-- Start SUPPLIED MATERIAL --

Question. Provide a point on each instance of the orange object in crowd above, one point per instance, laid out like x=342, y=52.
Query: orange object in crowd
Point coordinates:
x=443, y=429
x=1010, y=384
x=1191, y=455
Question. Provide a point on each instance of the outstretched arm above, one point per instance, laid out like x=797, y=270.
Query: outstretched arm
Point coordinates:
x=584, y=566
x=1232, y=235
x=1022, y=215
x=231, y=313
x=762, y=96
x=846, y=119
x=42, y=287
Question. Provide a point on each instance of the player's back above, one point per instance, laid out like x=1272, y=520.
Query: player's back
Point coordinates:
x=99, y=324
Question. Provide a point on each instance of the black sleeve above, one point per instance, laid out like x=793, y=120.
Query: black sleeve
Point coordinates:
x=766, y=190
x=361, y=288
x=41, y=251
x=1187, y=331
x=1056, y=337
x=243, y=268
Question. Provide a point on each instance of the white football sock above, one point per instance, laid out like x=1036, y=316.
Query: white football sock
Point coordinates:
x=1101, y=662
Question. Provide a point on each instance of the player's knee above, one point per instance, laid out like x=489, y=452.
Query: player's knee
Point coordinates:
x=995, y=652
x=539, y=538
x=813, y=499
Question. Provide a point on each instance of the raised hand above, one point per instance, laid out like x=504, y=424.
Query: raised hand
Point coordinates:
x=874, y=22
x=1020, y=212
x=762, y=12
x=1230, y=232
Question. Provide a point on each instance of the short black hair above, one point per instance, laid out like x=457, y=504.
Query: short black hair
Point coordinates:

-- End SUPPLIED MATERIAL --

EXERCISE OBJECTIVE: Can you render every row above as a numbered list, leaving out any blank lines?

PROBLEM SOLUTION:
1. Question. Provide a point on each instance of the orange object in crowd above, one point per instance, laid out like x=342, y=52.
2. Query: orange object in crowd
3. Point coordinates:
4. x=443, y=429
5. x=1010, y=384
6. x=1191, y=455
7. Question. Provide a point on each instance of the outstretched arm above, one point per instance, laid out like x=797, y=270.
8. Query: outstretched arm
9. Point coordinates:
10. x=584, y=566
11. x=1232, y=235
12. x=1022, y=215
13. x=231, y=313
14. x=762, y=96
15. x=846, y=119
16. x=42, y=287
17. Question. Provide a point on each instance of the player's back above, one point per instance, laid out like x=1272, y=520.
18. Query: player's back
19. Point coordinates:
20. x=99, y=324
21. Question. Provide a point on each instance of the black sleeve above, one point per instance, laid out like x=793, y=120.
22. Query: black sleeve
23. Point coordinates:
24. x=766, y=190
25. x=361, y=288
26. x=41, y=251
27. x=1187, y=331
28. x=1056, y=337
29. x=243, y=268
30. Question. Provide a point on each instance of the white football sock above, one point per instance, laid out like x=1036, y=316.
31. Query: white football sock
32. Point coordinates:
33. x=1101, y=662
34. Question. Provide a point on each instance of the player's knee above, one point per instance, laid out like x=489, y=452.
35. Query: player's knee
36. Point coordinates:
37. x=995, y=652
38. x=539, y=538
39. x=813, y=499
40. Question. Provide a point on each instance of the raised hand above, one point per instance, laid out like x=504, y=424.
41. Query: raised hand
42. Point coordinates:
43. x=874, y=22
44. x=1020, y=212
45. x=762, y=12
46. x=1230, y=232
47. Question. Provide a point on each instance of the short black hair above, one point per instance, laid out like x=457, y=504.
48. Query: short black hair
49. Point coordinates:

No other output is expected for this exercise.